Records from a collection
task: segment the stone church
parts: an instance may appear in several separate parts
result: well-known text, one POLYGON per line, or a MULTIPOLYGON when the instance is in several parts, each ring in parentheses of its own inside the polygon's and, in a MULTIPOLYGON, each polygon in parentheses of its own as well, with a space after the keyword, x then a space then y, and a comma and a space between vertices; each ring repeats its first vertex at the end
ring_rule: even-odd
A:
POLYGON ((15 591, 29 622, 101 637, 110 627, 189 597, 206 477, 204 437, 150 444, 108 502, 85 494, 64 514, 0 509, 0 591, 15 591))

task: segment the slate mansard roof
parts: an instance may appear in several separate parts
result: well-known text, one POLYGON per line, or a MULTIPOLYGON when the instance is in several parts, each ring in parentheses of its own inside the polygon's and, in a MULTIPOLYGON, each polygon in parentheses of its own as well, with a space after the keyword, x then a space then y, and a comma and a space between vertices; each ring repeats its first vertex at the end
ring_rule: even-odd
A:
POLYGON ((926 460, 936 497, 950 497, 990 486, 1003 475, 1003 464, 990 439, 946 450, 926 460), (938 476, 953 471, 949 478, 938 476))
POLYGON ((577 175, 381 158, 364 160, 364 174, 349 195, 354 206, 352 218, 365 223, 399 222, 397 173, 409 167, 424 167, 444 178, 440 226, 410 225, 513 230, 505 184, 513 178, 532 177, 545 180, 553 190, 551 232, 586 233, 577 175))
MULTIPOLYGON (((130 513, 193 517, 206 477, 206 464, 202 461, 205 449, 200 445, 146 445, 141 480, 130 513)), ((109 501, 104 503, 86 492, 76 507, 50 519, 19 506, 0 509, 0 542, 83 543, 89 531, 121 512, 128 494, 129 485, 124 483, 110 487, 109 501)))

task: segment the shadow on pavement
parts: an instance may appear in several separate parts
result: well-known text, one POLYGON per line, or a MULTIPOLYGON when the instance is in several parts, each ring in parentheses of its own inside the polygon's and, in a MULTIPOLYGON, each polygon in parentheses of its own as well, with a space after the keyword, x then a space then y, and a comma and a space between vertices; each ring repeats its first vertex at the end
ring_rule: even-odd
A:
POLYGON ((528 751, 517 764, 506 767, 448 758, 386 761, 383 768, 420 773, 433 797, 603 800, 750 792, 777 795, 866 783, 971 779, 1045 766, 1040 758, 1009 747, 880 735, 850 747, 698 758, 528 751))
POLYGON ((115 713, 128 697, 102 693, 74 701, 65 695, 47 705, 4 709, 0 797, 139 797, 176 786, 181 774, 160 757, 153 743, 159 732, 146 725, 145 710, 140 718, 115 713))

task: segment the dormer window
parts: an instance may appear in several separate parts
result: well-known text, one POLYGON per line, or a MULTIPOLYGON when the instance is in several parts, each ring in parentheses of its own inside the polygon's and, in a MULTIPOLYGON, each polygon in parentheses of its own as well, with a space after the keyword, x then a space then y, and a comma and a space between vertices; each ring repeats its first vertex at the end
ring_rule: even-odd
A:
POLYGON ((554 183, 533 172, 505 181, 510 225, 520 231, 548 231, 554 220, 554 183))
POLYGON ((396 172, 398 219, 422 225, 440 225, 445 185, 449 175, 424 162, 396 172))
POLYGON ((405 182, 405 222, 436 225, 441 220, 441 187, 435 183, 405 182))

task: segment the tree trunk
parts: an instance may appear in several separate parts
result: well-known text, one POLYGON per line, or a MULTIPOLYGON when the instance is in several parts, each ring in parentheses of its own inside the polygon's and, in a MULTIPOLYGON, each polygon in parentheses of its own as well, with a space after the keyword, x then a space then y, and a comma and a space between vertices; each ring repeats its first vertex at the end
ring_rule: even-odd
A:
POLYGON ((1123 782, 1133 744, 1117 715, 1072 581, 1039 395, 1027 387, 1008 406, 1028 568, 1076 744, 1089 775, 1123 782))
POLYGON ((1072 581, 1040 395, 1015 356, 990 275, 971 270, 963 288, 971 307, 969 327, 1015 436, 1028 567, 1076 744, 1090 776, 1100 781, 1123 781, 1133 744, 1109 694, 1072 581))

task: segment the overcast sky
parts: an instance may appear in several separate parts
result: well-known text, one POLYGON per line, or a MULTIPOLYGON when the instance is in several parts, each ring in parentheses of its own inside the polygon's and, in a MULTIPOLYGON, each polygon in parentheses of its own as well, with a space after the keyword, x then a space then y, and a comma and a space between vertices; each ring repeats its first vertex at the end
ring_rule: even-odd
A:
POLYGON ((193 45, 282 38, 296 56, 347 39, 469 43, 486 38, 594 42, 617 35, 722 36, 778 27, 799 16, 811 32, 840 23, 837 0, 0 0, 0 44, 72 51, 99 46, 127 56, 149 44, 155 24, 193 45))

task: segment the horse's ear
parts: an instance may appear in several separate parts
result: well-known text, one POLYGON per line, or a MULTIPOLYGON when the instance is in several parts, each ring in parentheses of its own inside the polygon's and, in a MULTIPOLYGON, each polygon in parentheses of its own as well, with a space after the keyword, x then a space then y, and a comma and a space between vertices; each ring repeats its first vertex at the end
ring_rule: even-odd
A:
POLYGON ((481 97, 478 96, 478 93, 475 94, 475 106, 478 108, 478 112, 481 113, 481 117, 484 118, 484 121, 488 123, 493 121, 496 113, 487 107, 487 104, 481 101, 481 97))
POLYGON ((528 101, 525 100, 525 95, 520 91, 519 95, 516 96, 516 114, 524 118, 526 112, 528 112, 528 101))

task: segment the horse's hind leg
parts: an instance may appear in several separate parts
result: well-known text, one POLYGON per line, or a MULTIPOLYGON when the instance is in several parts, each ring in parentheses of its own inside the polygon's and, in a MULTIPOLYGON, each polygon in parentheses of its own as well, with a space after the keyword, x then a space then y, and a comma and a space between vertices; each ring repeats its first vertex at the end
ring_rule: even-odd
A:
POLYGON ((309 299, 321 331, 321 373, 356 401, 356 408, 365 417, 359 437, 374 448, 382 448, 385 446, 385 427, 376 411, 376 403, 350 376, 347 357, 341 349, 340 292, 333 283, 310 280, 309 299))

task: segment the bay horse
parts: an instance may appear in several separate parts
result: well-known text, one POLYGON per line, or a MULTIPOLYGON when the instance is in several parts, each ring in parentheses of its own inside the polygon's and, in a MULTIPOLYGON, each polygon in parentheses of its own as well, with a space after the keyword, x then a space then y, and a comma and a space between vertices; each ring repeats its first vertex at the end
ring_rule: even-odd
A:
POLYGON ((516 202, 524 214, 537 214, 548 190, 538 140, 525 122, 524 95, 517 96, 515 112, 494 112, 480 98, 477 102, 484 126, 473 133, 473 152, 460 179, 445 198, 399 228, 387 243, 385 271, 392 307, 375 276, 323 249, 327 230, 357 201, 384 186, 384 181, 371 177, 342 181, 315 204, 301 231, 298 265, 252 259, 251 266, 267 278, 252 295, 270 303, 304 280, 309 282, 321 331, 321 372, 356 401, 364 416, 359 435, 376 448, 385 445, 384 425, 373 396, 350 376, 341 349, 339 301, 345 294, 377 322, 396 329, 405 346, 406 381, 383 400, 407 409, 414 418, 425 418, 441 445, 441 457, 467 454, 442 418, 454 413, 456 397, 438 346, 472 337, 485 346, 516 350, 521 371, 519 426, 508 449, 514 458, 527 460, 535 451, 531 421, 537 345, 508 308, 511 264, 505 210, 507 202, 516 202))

> **WORK TO BE COMPLETED**:
Recopy all of the records verbatim.

> **COMPLETED TASK**:
task: segment the stone church
parts: an instance may appear in several separate parts
result: well-known text, one POLYGON per line, or a MULTIPOLYGON when the instance is in several parts, each ring in parentheses of its own inside the polygon's and, in a MULTIPOLYGON, each polygon in parentheses of its own as well, with a space after the keyword, x then a space then y, and a comma and a space between vertices; each ring repeats its first vertex at the end
ring_rule: even-odd
A:
POLYGON ((15 591, 29 622, 101 637, 110 627, 189 597, 206 477, 204 437, 150 444, 108 502, 85 494, 64 514, 0 509, 0 591, 15 591))

task: segment the slate mansard roof
parts: an instance may appear in several separate parts
result: well-known text, one POLYGON per line, or a MULTIPOLYGON when the instance is in several parts, each ring in parentheses of its own inside the polygon's and, in a MULTIPOLYGON, each polygon in parentheses of its own as well, with a space after the keyword, x then a space then y, and a comma and a space between vertices; each ring repeats its first vertex at the end
ring_rule: even-odd
A:
POLYGON ((926 460, 936 497, 950 497, 990 486, 1003 475, 1003 464, 990 439, 946 450, 926 460), (938 476, 953 471, 949 478, 938 476))
POLYGON ((577 175, 381 158, 364 160, 364 174, 349 195, 354 206, 352 218, 365 223, 399 222, 397 173, 409 167, 424 167, 444 178, 440 226, 410 225, 513 230, 505 184, 513 178, 532 177, 545 180, 553 190, 551 232, 586 233, 577 175))
MULTIPOLYGON (((130 513, 193 517, 206 477, 206 464, 202 461, 205 449, 200 445, 146 445, 141 480, 130 513)), ((109 501, 104 503, 86 492, 76 507, 50 519, 19 506, 0 509, 0 542, 83 543, 89 531, 121 512, 128 494, 129 485, 124 483, 110 487, 109 501)))

task: segment the shadow on pavement
parts: an instance may appear in several separate parts
result: well-known text, one POLYGON per line, or a MULTIPOLYGON when the instance is in several parts, each ring in parentheses of its own inside the polygon's and, in a MULTIPOLYGON, each polygon in parentheses of its own as well, with a space after the keyword, x then a space then y, and a comma and a space between vertices; each ring repeats its first vertex at the end
ring_rule: even-odd
A:
POLYGON ((528 751, 517 764, 506 767, 448 758, 386 761, 383 768, 420 773, 433 797, 603 800, 750 792, 777 795, 866 783, 971 779, 1045 766, 1040 758, 1009 747, 880 735, 850 747, 698 758, 528 751))
POLYGON ((115 713, 128 697, 102 693, 74 701, 65 695, 47 705, 4 709, 0 797, 139 797, 176 786, 181 774, 160 757, 153 743, 159 732, 146 725, 145 710, 140 718, 115 713))

task: segment the dormer window
parts: an instance may appear in several separate parts
result: well-known text, one POLYGON per line, or a MULTIPOLYGON when the instance is in several parts, each ring in parentheses of its own inside the polygon's and, in a MULTIPOLYGON, each polygon in parentheses of its own as well, with a space after the keyword, x then a space then y, and a comma and a space between vertices; each ring repeats its first vertex at the end
ring_rule: even-odd
A:
POLYGON ((554 183, 533 172, 505 181, 510 225, 520 231, 548 231, 554 220, 554 183))
POLYGON ((396 172, 398 219, 422 225, 440 225, 445 185, 449 175, 424 162, 396 172))
POLYGON ((405 182, 405 222, 436 225, 441 220, 441 187, 435 183, 405 182))

task: segment the tree trunk
parts: an instance may appear in several separate parts
result: well-known text, one POLYGON per line, or a MULTIPOLYGON when the instance is in several parts, each ring in parentheses of its own inside the polygon's and, in a MULTIPOLYGON, each polygon in parentheses of its own as well, with a space after the keyword, x then a space then y, and a comma and a space between vertices; each ring repeats its first vertex at the end
ring_rule: even-odd
A:
POLYGON ((1123 782, 1133 744, 1117 715, 1072 581, 1039 395, 1027 387, 1008 406, 1028 568, 1076 744, 1089 775, 1123 782))
POLYGON ((1072 581, 1040 395, 1015 356, 990 275, 971 270, 963 288, 971 307, 969 327, 1015 436, 1028 567, 1076 744, 1090 776, 1100 781, 1123 781, 1133 744, 1109 694, 1072 581))

task: segment the overcast sky
parts: an instance may appear in several separate parts
result: well-known text, one POLYGON per line, or a MULTIPOLYGON when the instance is in several parts, each ring in parentheses of its own inside the polygon's and, in a MULTIPOLYGON, each polygon in parentheses of its own as well, with a space after the keyword, x then a space then y, and a comma and a space between vertices; each ring repeats its first vertex at the end
ring_rule: even-odd
A:
POLYGON ((193 45, 282 38, 296 56, 347 39, 469 43, 486 38, 594 42, 617 35, 722 36, 778 27, 799 16, 811 32, 840 23, 837 0, 0 0, 0 44, 72 51, 99 46, 127 56, 149 44, 155 24, 193 45))

task: segment the horse's ear
parts: an instance may appear in several separate parts
result: well-known text, one POLYGON per line, or a MULTIPOLYGON when the instance is in several parts, each ring in parentheses of its own inside the polygon's and, in a MULTIPOLYGON, each polygon in parentheses of its own as well, with a space after the keyword, x then a space then y, and a comma and a space between vertices; each ring repeats its first vertex at the end
ring_rule: even-odd
A:
POLYGON ((481 97, 478 96, 478 93, 475 94, 475 106, 478 108, 478 112, 481 113, 481 117, 484 118, 484 121, 488 123, 493 121, 496 113, 487 107, 487 104, 481 101, 481 97))
POLYGON ((528 101, 525 100, 525 95, 520 91, 519 95, 516 96, 516 114, 524 118, 526 112, 528 112, 528 101))

task: segment the horse's hind leg
parts: an instance may appear in several separate parts
result: well-known text, one POLYGON per line, or a MULTIPOLYGON when the instance is in several parts, each ring in parentheses of its own inside the polygon's and, in a MULTIPOLYGON, each polygon in parentheses of its own as well, with a space after the keyword, x then a space then y, and a comma and a space between vertices; each ring repeats its first vertex at the end
ring_rule: even-odd
A:
POLYGON ((309 299, 321 331, 321 373, 356 401, 356 408, 365 417, 359 437, 374 448, 382 448, 385 446, 385 427, 376 411, 376 403, 350 376, 347 357, 341 349, 340 292, 333 283, 310 280, 309 299))

task: segment the bay horse
parts: an instance may appear in several separate parts
result: well-known text, one POLYGON per line, or a MULTIPOLYGON when the instance is in several parts, each ring in parentheses of its own inside the polygon's and, in a MULTIPOLYGON, each polygon in parentheses of its own as well, with a space after the keyword, x then a space then y, and a comma and a space between vertices; each ring repeats its first vertex at the end
ring_rule: even-odd
A:
POLYGON ((516 202, 524 214, 537 214, 548 190, 538 140, 525 122, 524 95, 517 96, 515 112, 494 112, 480 98, 477 102, 484 126, 473 133, 473 152, 460 179, 445 198, 399 228, 387 243, 385 271, 392 307, 375 276, 323 249, 327 230, 357 201, 384 186, 384 181, 371 177, 342 181, 315 204, 301 231, 298 265, 252 259, 251 266, 267 278, 252 295, 270 303, 304 280, 309 282, 321 331, 321 372, 356 401, 364 416, 359 435, 376 448, 385 445, 384 425, 373 396, 350 376, 341 349, 339 301, 345 294, 377 322, 396 329, 405 346, 406 381, 383 400, 407 409, 414 418, 425 418, 441 445, 441 457, 467 454, 442 418, 454 413, 456 397, 438 346, 472 337, 485 346, 516 350, 521 371, 519 426, 508 449, 514 458, 527 460, 535 451, 531 421, 537 345, 508 308, 511 264, 505 210, 507 202, 516 202))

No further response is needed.